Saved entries
· · · · ·

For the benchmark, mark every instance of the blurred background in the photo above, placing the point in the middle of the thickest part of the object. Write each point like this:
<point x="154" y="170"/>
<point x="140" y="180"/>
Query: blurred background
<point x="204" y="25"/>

· · · · ·

**BRIEF**
Render every line of the entries above as a Markdown table with the columns "No." and "Text". Number each line and omit any blank lines.

**RESULT OF THE EXERCISE**
| No. | Text |
|---|---|
| 1 | For the benchmark, mark every instance of the blurred background in the photo above, placing the point in the middle of the thickest part of the object. Write each point like this: |
| 2 | <point x="154" y="170"/> |
| 3 | <point x="140" y="180"/> |
| 4 | Query: blurred background |
| 5 | <point x="204" y="25"/> |